Data ->
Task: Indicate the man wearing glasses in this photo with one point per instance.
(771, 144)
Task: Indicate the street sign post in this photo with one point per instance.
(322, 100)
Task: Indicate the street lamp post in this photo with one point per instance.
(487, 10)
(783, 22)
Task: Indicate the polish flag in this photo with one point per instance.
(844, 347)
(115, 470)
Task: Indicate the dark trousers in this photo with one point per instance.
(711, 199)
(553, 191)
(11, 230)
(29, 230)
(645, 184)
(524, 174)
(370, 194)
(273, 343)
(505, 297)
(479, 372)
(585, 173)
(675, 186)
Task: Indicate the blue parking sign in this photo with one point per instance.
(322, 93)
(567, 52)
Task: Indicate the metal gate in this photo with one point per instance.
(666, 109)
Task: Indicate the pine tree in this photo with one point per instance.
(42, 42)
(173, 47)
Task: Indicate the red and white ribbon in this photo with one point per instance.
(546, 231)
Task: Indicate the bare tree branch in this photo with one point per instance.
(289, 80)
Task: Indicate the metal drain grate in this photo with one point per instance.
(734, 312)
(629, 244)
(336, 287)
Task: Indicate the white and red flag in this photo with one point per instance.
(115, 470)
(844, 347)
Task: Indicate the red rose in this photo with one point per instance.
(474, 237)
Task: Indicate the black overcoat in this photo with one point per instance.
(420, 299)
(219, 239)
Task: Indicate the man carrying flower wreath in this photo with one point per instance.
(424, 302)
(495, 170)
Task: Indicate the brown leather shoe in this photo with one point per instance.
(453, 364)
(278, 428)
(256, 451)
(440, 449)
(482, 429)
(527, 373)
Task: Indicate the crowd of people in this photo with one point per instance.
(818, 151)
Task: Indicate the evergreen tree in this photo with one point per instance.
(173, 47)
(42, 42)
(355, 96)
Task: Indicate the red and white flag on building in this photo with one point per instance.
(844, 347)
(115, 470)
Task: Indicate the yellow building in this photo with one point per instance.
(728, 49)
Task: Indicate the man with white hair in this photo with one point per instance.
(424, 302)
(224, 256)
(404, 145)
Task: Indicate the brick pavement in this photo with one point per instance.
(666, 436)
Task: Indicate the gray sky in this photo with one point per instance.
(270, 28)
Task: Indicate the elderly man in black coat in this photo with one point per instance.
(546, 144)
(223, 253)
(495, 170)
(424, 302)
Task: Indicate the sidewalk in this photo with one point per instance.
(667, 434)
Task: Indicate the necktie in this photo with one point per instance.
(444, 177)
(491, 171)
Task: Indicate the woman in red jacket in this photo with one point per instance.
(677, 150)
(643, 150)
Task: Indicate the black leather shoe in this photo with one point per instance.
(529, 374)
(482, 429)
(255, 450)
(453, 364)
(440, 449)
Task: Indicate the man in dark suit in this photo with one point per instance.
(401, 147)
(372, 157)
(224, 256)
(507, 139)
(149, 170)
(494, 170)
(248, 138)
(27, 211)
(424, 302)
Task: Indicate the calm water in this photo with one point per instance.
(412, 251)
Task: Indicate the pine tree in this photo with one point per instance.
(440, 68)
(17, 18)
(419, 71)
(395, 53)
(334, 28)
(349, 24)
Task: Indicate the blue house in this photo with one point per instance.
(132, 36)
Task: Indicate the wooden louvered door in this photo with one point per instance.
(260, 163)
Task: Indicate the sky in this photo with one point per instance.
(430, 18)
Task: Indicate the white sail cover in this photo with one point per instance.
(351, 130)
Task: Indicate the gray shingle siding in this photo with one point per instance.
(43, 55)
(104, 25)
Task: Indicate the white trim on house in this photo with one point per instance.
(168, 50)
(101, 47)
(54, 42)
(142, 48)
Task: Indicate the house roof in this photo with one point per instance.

Required task -> Lay out every row above as a numbered list, leaving out any blank lines.

Problem solution ->
1. Task: Indicate the man wearing glasses in this photo with one point per instance.
2. (771, 144)
3. Task: Indicate the street sign post in this photo with one point per instance.
4. (322, 100)
5. Task: Indicate the street lamp post in this photo with one point per instance.
6. (487, 10)
7. (783, 22)
8. Task: Indicate the polish flag in this photo with one point per instance.
9. (844, 347)
10. (115, 470)
11. Task: Indicate the dark trousers in this photo with one point per instance.
12. (711, 199)
13. (553, 191)
14. (11, 230)
15. (29, 230)
16. (645, 184)
17. (524, 174)
18. (370, 194)
19. (273, 343)
20. (505, 297)
21. (479, 372)
22. (585, 173)
23. (675, 186)
24. Task: Indicate the blue parking sign in this photo with one point per instance.
25. (322, 93)
26. (567, 52)
27. Task: Indicate the metal gate in this photo with one point per instance.
28. (666, 109)
29. Task: Indicate the pine tree in this photo with one point per instance.
30. (42, 42)
31. (173, 47)
32. Task: Indicate the red and white ribbon in this photo with one point per instance.
33. (546, 231)
34. Task: Indicate the bare tree branch in this photo with one point per instance.
35. (289, 80)
36. Task: Indicate the metal drain grate in this photo with one point per instance.
37. (734, 312)
38. (629, 244)
39. (336, 287)
40. Task: Indicate the white and red flag in this photo with one point per instance.
41. (115, 470)
42. (844, 347)
43. Task: Indicate the red rose in this photo with one point per instance.
44. (474, 237)
45. Task: Indicate the black overcoat in this photo with one point per instance.
46. (420, 299)
47. (219, 239)
48. Task: Indicate the man carrying flower wreath in this photo with one point per instance.
49. (424, 302)
50. (495, 170)
51. Task: Indicate the brown leather shoe in this photo with one point per instance.
52. (453, 364)
53. (278, 428)
54. (256, 451)
55. (440, 449)
56. (482, 429)
57. (527, 373)
58. Task: Indicate the crowd of people in this photo with one point per instance.
59. (818, 151)
60. Task: Indicate the evergreen tree in this photo with one point per instance.
61. (173, 47)
62. (42, 42)
63. (355, 96)
64. Task: Indicate the red and white flag on building in this photo with one point per instance.
65. (844, 347)
66. (115, 470)
67. Task: Indicate the yellow building in this photo with one point per instance.
68. (728, 49)
69. Task: Indicate the man with white hair in this photo with one point per instance.
70. (424, 302)
71. (224, 256)
72. (404, 145)
73. Task: Indicate the brick pavement in this photo with one point per instance.
74. (666, 436)
75. Task: Indicate the gray sky in this photo with one point per instance.
76. (270, 28)
77. Task: Indicate the elderly man in black coat in this photo with one point per instance.
78. (546, 144)
79. (223, 253)
80. (495, 170)
81. (424, 302)
82. Task: Indicate the sidewalk in this photo with one point per instance.
83. (667, 434)
84. Task: Indicate the necktie in this photo with one point per instance.
85. (444, 177)
86. (491, 171)
87. Task: Indicate the woman in red jacket in this photo with one point per instance.
88. (677, 150)
89. (643, 150)
90. Task: Indicate the black leather shoe in this photo with one point per instance.
91. (529, 374)
92. (482, 429)
93. (255, 450)
94. (453, 364)
95. (440, 449)
96. Task: Indicate the man in dark suit in this photo with one point per instance.
97. (401, 147)
98. (372, 157)
99. (224, 256)
100. (507, 139)
101. (149, 170)
102. (494, 170)
103. (248, 138)
104. (27, 211)
105. (424, 302)
106. Task: Indicate the calm water in this photo with one point per instance.
107. (412, 251)
108. Task: Indicate the pine tree in this photo with one point per instance.
109. (440, 68)
110. (17, 18)
111. (419, 71)
112. (395, 53)
113. (334, 28)
114. (349, 24)
115. Task: Indicate the blue house in this photo with one point per instance.
116. (132, 36)
117. Task: Indicate the wooden louvered door in this photo with one point per instance.
118. (260, 163)
119. Task: Indicate the sky in this photo with one point per instance.
120. (430, 18)
121. Task: Indicate the white sail cover in this photo with one point per instance.
122. (351, 130)
123. Task: Indicate the gray shingle siding in this photo with one point per instance.
124. (43, 55)
125. (104, 25)
126. Task: Indicate the white trim on house in this photo with one point per instance.
127. (168, 50)
128. (101, 47)
129. (54, 42)
130. (142, 48)
131. Task: Indicate the house roof in this photo with one point per instance.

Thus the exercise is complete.